Instructions for the task - In your copy, reproduce the entries exactly as they are, minus the images.

Records from a dataset:
★ ★ ★ ★ ★

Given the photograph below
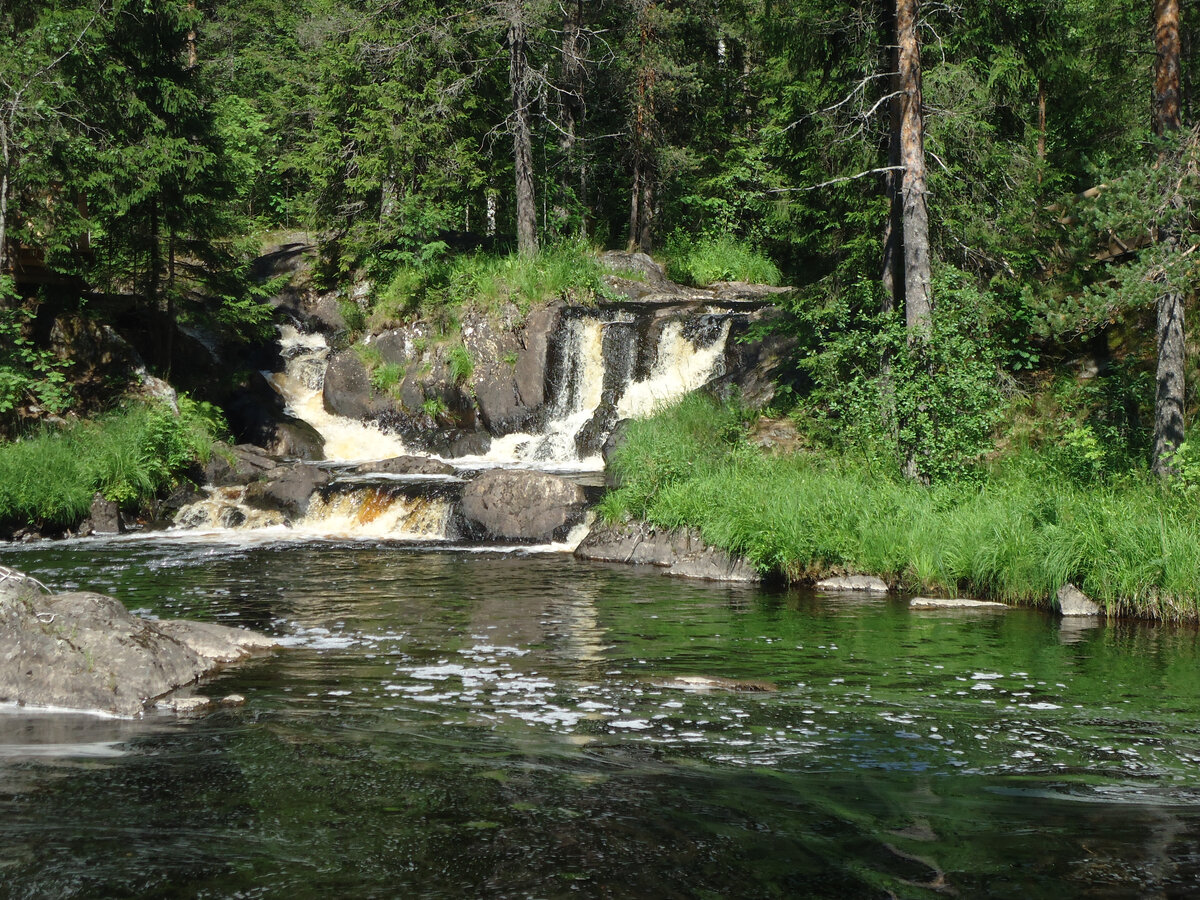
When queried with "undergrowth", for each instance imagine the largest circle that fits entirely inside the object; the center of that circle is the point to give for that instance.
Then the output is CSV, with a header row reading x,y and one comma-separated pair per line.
x,y
1015,535
129,455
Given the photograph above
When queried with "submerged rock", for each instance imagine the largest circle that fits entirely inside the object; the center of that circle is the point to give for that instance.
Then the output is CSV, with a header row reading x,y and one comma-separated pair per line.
x,y
681,551
864,583
519,504
85,651
1073,601
936,603
406,466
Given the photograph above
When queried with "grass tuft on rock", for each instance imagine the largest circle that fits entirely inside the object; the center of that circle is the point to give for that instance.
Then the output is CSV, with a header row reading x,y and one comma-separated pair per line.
x,y
129,455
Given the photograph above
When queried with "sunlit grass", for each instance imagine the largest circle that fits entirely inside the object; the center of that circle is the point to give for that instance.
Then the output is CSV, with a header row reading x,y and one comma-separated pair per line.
x,y
1019,535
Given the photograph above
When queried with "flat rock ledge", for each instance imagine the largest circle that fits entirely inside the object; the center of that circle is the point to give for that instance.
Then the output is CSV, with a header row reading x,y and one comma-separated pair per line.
x,y
87,652
679,551
936,603
846,583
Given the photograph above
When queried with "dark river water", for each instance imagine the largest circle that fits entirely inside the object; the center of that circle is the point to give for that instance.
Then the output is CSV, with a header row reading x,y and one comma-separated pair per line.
x,y
478,725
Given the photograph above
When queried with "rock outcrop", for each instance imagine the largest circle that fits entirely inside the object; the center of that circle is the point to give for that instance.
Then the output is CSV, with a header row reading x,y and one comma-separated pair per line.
x,y
857,583
679,551
517,504
85,651
1073,601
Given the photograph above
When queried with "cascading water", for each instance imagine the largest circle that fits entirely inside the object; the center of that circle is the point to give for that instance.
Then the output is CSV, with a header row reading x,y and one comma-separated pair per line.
x,y
603,365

★ ★ ★ ★ ★

Result for this task -
Given the photograph below
When queried with "undergrowth", for each instance imagine the largest circle that fits entirely inside the object; the center of that circle is the point to give for that instance.
Then the output is CSV, with a header row reading x,y and one comma-separated pair per line.
x,y
1015,535
129,455
Given the photograph above
When queried with "submerged rock", for each instance imagine the largest circle that fits entirely inside the object; the center of that circle is the point to give for that instance.
Then the output is CSV, with a header row reading x,y and one comma-separated pair per line.
x,y
681,551
864,583
519,504
85,651
1073,601
936,603
406,466
Given the photograph above
When queried with "grass tuft on rock", for each instance imagine the largest circle that fits entirely inside the object; the center of that circle is the point to give for that instance.
Then the output is CSV, with a header row reading x,y and one comma-separated pair per line.
x,y
129,455
Given the photograph above
When queried with "sunlit grass", for each instance imagine the largest circle that fits entirely inside the object; the center of that circle is the point to give for that instance.
Then the output is CSV, with a header row reading x,y and one comma-separated pair per line.
x,y
1019,535
Given the photograph above
When queried with "flat rock ledge", for each instance imagine the largest circle that fits entirely inside the object; the center of that circle is the point to give for that instance.
Then the output is CSV, with a header row reading x,y and one comma-separated pair per line.
x,y
87,652
679,551
936,603
846,583
Given the photograph above
When queried with "dark river water", for each instance imagine the largest circle that fits entirely inside the object; the center of that circle is the point to give for that instance.
Then the output is CSV, with a header row reading x,y and one comma-separated pair per line.
x,y
478,725
Given the photograph above
When queried with "rock outcrop", for each instance imagine the largest circle that fits entirely inside the object; the center of that circle is the point to give for that instance.
Then the output is CSV, with a header row reading x,y and one comma-separated pair per line.
x,y
857,583
679,551
517,504
85,651
1073,601
Given the photograph above
When queried with "cascading water", for each instance imagine the largest circle that fits entirely inside the object; the center of that circle is the point to give for that instance.
Then the output is CSV, with a header row reading x,y and one comma-separated pair per line.
x,y
603,365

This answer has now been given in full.